Top of The input

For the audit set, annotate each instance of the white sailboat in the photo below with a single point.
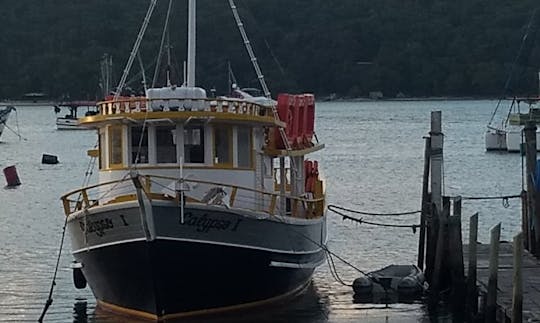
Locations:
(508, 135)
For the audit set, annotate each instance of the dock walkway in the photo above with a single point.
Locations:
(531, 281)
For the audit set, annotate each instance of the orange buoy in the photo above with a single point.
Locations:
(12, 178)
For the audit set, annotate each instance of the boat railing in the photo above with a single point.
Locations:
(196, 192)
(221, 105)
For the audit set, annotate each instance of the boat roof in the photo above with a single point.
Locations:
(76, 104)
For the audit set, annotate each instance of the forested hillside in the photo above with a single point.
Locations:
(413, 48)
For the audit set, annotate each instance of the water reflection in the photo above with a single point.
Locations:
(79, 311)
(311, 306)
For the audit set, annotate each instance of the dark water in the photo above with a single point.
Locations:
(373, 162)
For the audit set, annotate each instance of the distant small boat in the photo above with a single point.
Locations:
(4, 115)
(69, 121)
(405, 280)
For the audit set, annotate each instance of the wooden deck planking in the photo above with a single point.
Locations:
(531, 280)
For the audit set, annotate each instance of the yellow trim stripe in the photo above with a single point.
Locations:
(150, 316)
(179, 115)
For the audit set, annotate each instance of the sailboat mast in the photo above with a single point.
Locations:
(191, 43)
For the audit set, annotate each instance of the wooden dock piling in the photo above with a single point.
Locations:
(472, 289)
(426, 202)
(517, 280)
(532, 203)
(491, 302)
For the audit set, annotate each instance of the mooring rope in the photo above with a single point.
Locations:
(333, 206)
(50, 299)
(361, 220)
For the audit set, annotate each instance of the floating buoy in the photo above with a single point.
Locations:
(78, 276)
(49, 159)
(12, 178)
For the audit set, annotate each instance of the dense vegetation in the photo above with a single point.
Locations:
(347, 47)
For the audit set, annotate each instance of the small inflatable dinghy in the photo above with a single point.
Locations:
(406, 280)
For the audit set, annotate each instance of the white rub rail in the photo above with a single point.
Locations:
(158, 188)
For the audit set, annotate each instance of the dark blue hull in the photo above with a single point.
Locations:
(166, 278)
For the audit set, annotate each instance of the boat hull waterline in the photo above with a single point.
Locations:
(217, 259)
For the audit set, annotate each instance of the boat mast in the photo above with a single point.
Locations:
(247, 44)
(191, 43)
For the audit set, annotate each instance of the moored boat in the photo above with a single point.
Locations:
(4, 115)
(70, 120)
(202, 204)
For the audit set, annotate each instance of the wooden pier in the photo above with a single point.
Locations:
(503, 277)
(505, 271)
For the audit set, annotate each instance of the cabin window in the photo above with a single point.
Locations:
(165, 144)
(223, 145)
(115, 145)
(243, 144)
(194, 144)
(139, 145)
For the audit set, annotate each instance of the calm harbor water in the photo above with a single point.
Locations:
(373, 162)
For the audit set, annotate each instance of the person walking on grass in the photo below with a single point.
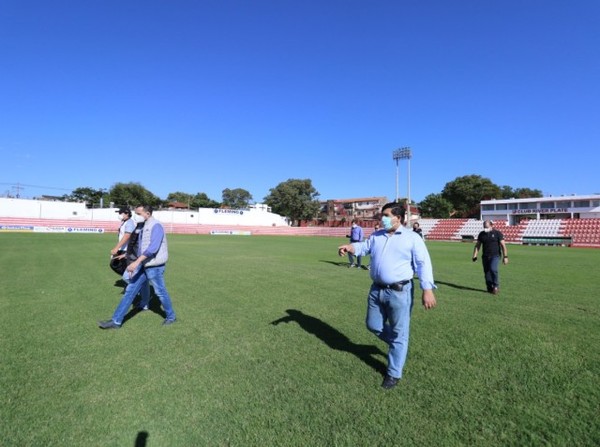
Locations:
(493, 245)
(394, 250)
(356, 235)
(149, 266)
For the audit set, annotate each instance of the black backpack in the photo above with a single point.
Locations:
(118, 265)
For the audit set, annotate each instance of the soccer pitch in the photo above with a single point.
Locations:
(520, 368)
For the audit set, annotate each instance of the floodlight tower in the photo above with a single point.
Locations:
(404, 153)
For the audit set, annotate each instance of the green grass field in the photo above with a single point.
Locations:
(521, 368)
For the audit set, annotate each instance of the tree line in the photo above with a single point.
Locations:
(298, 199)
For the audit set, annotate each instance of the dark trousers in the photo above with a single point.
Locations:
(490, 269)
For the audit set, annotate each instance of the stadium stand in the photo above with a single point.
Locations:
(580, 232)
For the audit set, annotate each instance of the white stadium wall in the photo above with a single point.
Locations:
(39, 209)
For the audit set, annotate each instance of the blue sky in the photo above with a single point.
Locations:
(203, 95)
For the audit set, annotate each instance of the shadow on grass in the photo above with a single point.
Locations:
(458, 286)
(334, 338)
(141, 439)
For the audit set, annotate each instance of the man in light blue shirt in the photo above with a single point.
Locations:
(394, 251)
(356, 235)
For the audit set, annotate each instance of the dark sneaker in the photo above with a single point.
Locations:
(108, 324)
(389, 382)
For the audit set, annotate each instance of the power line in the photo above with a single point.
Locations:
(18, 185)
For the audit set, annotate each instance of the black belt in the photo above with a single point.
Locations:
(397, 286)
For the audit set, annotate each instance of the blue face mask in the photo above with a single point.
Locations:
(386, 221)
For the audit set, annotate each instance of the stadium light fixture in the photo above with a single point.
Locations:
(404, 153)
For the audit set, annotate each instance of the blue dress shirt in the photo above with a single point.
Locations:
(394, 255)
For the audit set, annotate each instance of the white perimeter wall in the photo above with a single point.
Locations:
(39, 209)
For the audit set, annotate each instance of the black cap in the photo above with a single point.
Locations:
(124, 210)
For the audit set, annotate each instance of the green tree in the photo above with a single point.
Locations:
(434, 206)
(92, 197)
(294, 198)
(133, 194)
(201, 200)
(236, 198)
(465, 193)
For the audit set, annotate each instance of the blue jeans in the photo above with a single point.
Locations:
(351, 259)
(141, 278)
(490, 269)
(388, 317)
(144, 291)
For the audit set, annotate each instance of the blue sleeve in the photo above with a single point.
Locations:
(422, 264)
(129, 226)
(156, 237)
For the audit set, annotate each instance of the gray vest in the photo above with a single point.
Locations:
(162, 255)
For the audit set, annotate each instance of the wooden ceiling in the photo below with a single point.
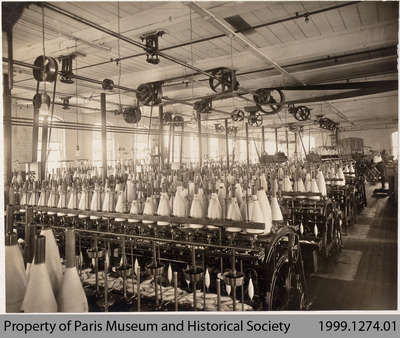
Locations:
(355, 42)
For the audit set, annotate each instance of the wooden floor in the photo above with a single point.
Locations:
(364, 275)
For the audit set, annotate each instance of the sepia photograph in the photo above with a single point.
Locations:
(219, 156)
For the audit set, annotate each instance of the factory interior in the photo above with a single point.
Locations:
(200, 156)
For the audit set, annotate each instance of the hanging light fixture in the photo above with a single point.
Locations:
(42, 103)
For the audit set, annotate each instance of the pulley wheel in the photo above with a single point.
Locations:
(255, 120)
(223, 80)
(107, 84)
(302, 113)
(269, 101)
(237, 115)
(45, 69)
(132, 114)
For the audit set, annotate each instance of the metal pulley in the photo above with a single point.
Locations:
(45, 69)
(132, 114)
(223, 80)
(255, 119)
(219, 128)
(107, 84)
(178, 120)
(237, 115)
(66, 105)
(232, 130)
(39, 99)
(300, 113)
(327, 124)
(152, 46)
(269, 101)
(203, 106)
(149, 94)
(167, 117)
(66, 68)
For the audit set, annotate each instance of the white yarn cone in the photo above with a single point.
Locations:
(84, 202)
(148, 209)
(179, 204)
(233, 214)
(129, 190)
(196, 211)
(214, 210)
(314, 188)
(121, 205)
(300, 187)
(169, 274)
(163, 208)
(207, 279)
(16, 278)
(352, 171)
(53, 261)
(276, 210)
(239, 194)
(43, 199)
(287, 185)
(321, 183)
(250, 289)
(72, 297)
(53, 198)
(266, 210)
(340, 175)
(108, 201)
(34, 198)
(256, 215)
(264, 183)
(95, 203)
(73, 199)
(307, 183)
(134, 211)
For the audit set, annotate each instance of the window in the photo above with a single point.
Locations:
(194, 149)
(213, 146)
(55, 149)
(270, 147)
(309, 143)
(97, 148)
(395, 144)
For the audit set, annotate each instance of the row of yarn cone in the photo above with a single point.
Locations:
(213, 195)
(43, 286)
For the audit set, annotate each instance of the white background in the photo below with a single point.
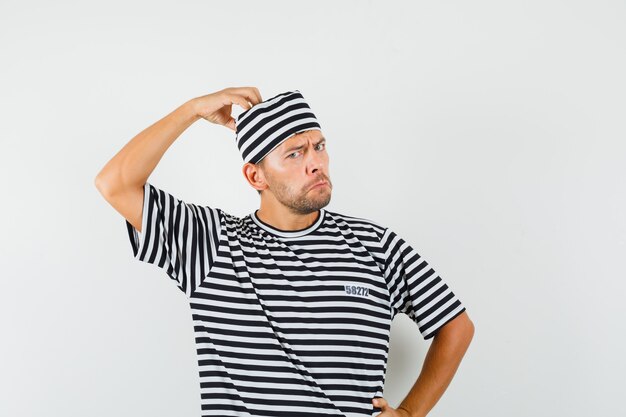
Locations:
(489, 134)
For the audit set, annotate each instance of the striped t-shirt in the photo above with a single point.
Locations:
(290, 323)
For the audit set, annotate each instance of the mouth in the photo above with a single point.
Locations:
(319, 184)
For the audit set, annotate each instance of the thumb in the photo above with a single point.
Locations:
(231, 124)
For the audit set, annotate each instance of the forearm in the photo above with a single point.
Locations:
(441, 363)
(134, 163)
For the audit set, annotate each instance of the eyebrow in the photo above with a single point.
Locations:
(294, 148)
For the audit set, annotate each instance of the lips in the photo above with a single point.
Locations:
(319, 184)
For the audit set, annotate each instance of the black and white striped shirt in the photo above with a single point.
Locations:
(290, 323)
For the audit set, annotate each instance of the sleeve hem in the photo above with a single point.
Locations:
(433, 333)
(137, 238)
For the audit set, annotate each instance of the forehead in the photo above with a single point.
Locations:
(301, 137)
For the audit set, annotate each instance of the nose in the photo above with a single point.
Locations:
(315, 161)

Bottom of The input

- _Goal of the exercise_:
Across the listing above, report every line where "stadium" occurs.

- _Final answer_:
For the audit set, annotate each instance of the stadium stand in the photo above with a single point.
For the audit set, annotate each instance of the white stadium wall in the photo above with a single point.
For the audit set, annotate each instance of the stadium light fixture in the photo above with a single point.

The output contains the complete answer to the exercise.